_Job item_. Repeat every item below word for word, with no changes.

────────────────

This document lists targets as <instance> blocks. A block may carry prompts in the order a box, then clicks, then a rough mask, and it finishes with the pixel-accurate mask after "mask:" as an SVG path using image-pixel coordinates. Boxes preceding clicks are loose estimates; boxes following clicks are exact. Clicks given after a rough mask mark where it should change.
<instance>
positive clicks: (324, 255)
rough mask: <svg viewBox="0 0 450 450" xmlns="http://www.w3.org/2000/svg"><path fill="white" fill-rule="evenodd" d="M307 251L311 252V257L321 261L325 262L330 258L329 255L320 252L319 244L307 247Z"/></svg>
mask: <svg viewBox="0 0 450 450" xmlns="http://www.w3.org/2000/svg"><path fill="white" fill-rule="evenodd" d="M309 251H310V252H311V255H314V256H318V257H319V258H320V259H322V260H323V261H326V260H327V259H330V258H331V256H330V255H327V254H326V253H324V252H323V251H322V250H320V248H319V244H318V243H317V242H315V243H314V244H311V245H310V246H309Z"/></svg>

────────────────

_Answer space_.
This document lists targets as <instance> blocks. A block may carry prompts in the order a box, then clicks, then a rough mask, and it finishes with the pixel-accurate mask after "mask:" as an SVG path using image-pixel coordinates. Boxes preceding clicks are loose estimates; boxes following clicks are exact. Clicks given after a rough mask mark where it should change.
<instance>
positive clicks: (324, 255)
rough mask: <svg viewBox="0 0 450 450" xmlns="http://www.w3.org/2000/svg"><path fill="white" fill-rule="evenodd" d="M307 251L311 252V257L321 261L325 262L330 258L329 255L320 252L319 244L307 247Z"/></svg>
mask: <svg viewBox="0 0 450 450" xmlns="http://www.w3.org/2000/svg"><path fill="white" fill-rule="evenodd" d="M309 251H310V252H311V255H314V256H318V257H319V258H320V259H322V260H323V261H326V260H327V259H330V258H331V256H330V255H327V254H326V253H324V252H323V251H322V250H320V248H319V244H318V243H317V242H315V243H314V244H311V245H310V246H309Z"/></svg>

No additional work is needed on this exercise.